* [WHAT TO PRODUCE]: In the introduction on facial nerve monitoring, how would you render this sentence in Spanish: "In order to prevent this complication, monitoring of the facial nerve during surgery (intraoperative neuromonitoring, IOM) is applied."?

* [PASSAGE SHOWN]:

○ ○ ○

Introduction

An important complication after surgical resection of cerebellopontine angle (CPA) tumours is the loss of facial nerve (FN) function [3, 16]. In order to prevent this complication, monitoring of the facial nerve during surgery (intraoperative neuromonitoring, IOM) is applied. The most used intra-operative techniques include identification of the facial nerve with direct nerve stimulation (DNS), visual detection of A-trains using free-running electromyography (EMG) and measuring transcranial motor evoked potentials (TcMEP) of the facial nerve [2].

Previous research has shown potential for using A-trains as a predictor for post-operative facial nerve function [13, 15], as well as for using different forms of TcMEP analyses [1, 22]. Superiority of either one is yet to be determined, but promising results using TcMEP threshold increase and TcMEP amplitude ratios have been demonstrated [6, 11, 17].

○ ○ ○

* [STORED DATA]:
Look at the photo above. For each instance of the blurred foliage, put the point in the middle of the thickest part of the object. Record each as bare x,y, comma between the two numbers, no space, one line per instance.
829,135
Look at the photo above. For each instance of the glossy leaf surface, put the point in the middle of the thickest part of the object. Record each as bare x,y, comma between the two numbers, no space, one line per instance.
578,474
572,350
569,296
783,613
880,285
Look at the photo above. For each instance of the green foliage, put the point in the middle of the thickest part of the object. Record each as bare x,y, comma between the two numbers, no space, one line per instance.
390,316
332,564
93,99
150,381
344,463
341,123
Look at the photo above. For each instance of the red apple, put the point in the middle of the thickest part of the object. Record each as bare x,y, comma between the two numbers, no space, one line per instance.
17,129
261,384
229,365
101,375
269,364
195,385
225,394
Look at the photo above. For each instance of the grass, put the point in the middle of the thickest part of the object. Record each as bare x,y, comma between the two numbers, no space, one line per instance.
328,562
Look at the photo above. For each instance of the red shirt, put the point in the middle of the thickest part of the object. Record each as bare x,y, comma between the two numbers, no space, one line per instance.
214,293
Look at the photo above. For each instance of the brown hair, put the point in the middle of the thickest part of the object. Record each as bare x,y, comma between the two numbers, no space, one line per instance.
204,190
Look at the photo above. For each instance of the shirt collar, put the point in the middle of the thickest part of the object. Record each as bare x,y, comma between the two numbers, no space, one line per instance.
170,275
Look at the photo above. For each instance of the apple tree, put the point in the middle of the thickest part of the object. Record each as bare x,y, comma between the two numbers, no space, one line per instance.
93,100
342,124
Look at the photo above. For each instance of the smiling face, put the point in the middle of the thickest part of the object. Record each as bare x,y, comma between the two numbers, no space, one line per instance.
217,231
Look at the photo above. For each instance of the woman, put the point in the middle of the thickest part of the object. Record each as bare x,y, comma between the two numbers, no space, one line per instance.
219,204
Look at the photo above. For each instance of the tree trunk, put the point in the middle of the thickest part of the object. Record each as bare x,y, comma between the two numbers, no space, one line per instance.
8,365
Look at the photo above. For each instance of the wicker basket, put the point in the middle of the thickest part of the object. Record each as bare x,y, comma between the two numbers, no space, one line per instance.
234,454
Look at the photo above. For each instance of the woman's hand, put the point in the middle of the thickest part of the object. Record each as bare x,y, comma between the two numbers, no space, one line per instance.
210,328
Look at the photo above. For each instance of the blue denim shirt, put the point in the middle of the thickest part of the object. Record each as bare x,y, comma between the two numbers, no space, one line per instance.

○ ○ ○

* [WRITTEN RESPONSE]: Para prevenir esta complicación, se aplica la monitorización del nervio facial durante la cirugía (neuromonitorización intraoperatoria, IOM).